The employee claimed: “As a black person I'm feeling bullied by the BBC, my employer, for being black. To clarify, I am not saying the BBC is bulling [sic] me for being black, I'm just feeling that they are”.

The BBC staffer continued: “I am a member of the Labour party and there is a division of views on Gaza - this is a news story but a black guy posting his sympathy for other black people is not a story… Who is the next black guy the BBC is going after? Me?”

The post received five black love heart emojis in reaction from other BBC employees.

Another BBC staffer commented in agreement, saying the BBC’s report was “triggering”.

They continued: “The attempts to silence dissent and brand people as terrorist sympathisers or antisemites (when many are just calling for a ceasefire) are just appalling.”

“Likewise it seems really clear that a simplistic one-sided view of the conflict where Hamas are the baddies and Israel has a perfect right to do whatever it wants in response to their atrocities is just going to legitimise brutality, and allow a lot of people - Black and brown people - to be killed.”

This comment was given five supportive emojis by other BBC colleagues.

However, the posts led to a reply from a Jewish BBC staffer who said they “lived on one of the Kibbutzim infiltrated by Hamas”.

The BBC employee described details of Hamas atrocities, including the story of “a security guard lady Rambo -Inbar Lieberman - [who] managed to save most lives, both Jews and Arabs.”
────────
● **Instruction A**: Using the excerpt about BBC staff posts, decide whether each statement agrees with it: (i) The first employee says they belong to the Labour party. (ii) The first post drew five black love heart emojis from other BBC employees. (iii) The Jewish BBC staffer said they lived in Gaza. For each, answer yes or no and quote the deciding words from the excerpt.
● **Instruction B**: Extend the excerpt about BBC staff posts with the next part, picking up right after its final sentence.
────────
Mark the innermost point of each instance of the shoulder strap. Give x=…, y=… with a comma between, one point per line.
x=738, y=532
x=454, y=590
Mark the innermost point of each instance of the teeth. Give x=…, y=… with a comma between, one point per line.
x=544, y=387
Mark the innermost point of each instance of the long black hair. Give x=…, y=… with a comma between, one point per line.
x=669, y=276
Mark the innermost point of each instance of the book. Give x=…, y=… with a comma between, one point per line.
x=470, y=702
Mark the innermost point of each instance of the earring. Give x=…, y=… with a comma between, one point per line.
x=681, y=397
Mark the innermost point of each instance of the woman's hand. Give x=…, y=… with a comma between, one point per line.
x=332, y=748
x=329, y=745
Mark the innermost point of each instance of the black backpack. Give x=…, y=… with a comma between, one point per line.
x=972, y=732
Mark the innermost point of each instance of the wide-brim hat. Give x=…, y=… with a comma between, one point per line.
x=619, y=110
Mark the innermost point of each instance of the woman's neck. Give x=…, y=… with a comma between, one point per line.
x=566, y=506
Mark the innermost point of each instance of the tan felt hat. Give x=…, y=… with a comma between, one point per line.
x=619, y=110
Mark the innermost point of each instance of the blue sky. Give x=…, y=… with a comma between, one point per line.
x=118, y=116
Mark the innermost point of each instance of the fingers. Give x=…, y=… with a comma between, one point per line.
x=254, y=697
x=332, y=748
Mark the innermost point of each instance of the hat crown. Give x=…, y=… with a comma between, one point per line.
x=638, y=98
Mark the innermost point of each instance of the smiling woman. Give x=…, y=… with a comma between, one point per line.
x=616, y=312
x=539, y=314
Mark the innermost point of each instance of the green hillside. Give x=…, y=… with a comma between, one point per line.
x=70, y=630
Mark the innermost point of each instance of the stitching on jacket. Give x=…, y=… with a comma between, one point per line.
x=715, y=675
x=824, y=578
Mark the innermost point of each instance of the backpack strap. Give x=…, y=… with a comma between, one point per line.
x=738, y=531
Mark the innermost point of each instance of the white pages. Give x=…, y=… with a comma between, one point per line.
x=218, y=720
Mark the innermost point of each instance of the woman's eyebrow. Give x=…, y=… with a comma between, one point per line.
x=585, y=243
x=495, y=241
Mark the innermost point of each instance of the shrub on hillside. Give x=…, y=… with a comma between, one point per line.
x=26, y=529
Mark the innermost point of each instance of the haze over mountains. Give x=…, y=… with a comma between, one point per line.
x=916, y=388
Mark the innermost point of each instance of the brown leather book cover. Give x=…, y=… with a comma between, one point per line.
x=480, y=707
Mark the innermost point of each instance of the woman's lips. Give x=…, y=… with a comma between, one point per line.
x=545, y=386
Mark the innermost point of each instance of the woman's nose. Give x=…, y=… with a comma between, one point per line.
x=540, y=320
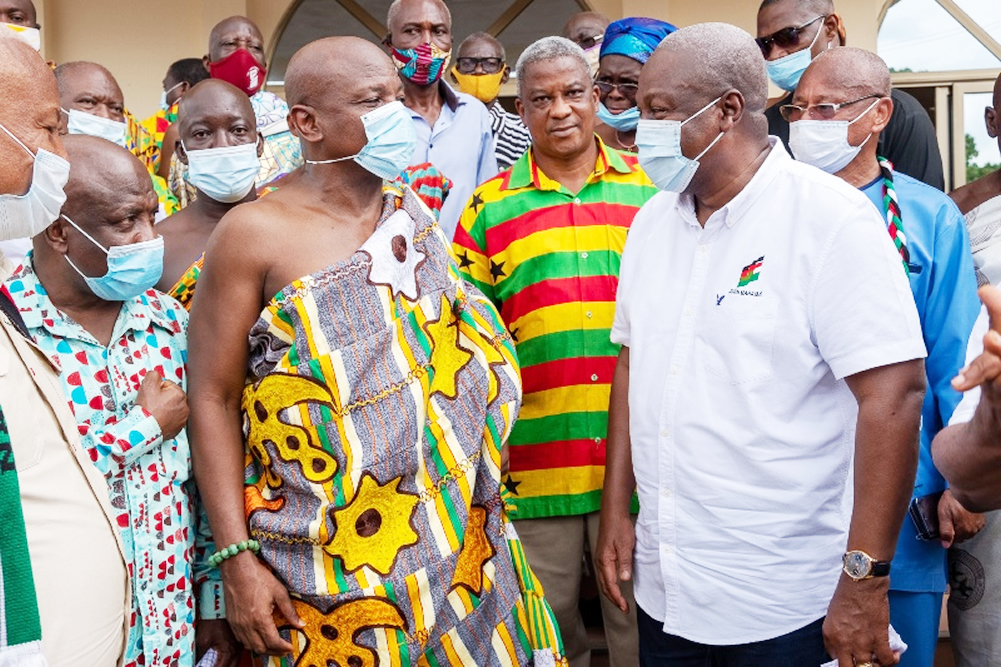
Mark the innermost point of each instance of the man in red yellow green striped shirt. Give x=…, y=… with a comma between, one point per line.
x=543, y=240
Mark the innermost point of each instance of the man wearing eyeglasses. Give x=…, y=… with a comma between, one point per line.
x=791, y=33
x=839, y=110
x=479, y=70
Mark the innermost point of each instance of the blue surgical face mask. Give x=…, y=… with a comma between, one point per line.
x=81, y=122
x=132, y=268
x=226, y=174
x=624, y=121
x=391, y=141
x=660, y=146
x=787, y=71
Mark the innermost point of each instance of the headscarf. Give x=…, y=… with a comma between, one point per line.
x=635, y=37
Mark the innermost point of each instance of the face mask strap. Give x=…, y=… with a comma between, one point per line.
x=92, y=240
x=19, y=142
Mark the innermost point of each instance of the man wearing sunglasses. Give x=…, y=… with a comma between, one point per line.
x=479, y=70
x=791, y=33
x=839, y=109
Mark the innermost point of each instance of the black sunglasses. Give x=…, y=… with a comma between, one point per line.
x=468, y=65
x=787, y=38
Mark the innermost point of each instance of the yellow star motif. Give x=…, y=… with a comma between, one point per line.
x=447, y=358
x=374, y=526
x=476, y=552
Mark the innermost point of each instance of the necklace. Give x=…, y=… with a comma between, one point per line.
x=891, y=207
x=624, y=146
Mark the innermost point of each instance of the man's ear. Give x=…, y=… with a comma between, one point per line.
x=55, y=235
x=302, y=123
x=993, y=121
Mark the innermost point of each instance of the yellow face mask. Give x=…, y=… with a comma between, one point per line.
x=483, y=87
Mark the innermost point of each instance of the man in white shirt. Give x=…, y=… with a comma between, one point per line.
x=773, y=339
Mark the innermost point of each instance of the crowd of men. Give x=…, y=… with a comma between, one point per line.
x=375, y=374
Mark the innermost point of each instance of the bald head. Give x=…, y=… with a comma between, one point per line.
x=848, y=72
x=710, y=59
x=233, y=33
x=325, y=66
x=585, y=25
x=210, y=98
x=29, y=109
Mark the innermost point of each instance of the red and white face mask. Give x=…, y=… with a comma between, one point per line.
x=241, y=69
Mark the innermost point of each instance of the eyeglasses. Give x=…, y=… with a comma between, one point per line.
x=489, y=65
x=590, y=42
x=787, y=38
x=627, y=89
x=792, y=113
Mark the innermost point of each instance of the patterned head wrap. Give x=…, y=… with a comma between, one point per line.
x=635, y=37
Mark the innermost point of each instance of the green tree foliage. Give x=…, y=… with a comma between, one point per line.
x=974, y=171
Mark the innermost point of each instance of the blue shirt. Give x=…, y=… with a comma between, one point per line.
x=945, y=290
x=460, y=145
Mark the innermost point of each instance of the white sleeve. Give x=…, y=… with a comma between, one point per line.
x=863, y=309
x=968, y=406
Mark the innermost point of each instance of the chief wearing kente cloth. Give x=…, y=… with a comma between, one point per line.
x=375, y=393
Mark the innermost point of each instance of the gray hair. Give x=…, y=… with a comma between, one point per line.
x=390, y=15
x=550, y=48
x=726, y=57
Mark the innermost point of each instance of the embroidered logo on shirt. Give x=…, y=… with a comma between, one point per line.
x=750, y=272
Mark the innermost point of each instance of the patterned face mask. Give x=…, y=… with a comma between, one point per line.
x=422, y=65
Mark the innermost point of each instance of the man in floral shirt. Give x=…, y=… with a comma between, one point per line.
x=84, y=293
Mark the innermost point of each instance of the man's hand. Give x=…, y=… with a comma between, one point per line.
x=252, y=594
x=955, y=523
x=614, y=560
x=215, y=633
x=165, y=401
x=856, y=627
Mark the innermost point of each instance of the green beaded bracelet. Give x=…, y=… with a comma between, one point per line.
x=232, y=550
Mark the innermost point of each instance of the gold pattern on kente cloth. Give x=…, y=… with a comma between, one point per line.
x=333, y=637
x=263, y=405
x=476, y=552
x=374, y=526
x=447, y=358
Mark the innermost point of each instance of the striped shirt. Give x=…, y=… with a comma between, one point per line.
x=549, y=259
x=510, y=134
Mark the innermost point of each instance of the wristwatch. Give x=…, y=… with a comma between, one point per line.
x=859, y=565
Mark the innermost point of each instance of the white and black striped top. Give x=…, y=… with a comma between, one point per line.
x=512, y=137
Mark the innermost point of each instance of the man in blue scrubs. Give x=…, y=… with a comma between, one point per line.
x=837, y=113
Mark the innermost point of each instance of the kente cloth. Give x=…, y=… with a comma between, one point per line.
x=156, y=126
x=549, y=259
x=984, y=225
x=635, y=37
x=183, y=289
x=380, y=392
x=163, y=527
x=282, y=152
x=20, y=628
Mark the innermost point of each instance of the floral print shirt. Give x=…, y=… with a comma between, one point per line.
x=149, y=480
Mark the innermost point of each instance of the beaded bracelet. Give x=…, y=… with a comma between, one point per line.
x=232, y=550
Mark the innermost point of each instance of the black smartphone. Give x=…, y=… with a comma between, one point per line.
x=924, y=513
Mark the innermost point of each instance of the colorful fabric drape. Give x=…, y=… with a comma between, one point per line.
x=381, y=390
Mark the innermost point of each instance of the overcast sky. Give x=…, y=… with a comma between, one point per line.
x=921, y=36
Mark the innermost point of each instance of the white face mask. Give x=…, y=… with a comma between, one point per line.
x=25, y=215
x=30, y=36
x=81, y=122
x=824, y=143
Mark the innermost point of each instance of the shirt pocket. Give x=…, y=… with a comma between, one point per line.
────────
● **Written response A**:
(i) Yes: "I am a member of the Labour party"
(ii) Yes: "The post received five black love heart emojis in reaction from other BBC employees."
(iii) No: "lived on one of the Kibbutzim infiltrated by Hamas"

● **Written response B**:
The employee continued: “Some of these lives she couldn't save were some of the Palestinians who worked on the Kibbutz. Because Hamas first infiltrated the field they were working in and start[ed] shooting their own people, who called the main building and said they were being shot at.”

“Why I'm saying this is that BBC staff have a variety of experiences and I would ask, that perhaps on a topic that involves so much horrific death and destruction, please be sensitive to fellow staff who [are] suffering right now. We are also persecuted minorities who watched our friends and die [sic] in the most horrific ways I won't repeat here and we are suffering greatly.”

The post received no emojis in support.

A BBC spokesperson said: “We are aware of the content of a small number of posts on an internal messaging app and we are reviewing these.”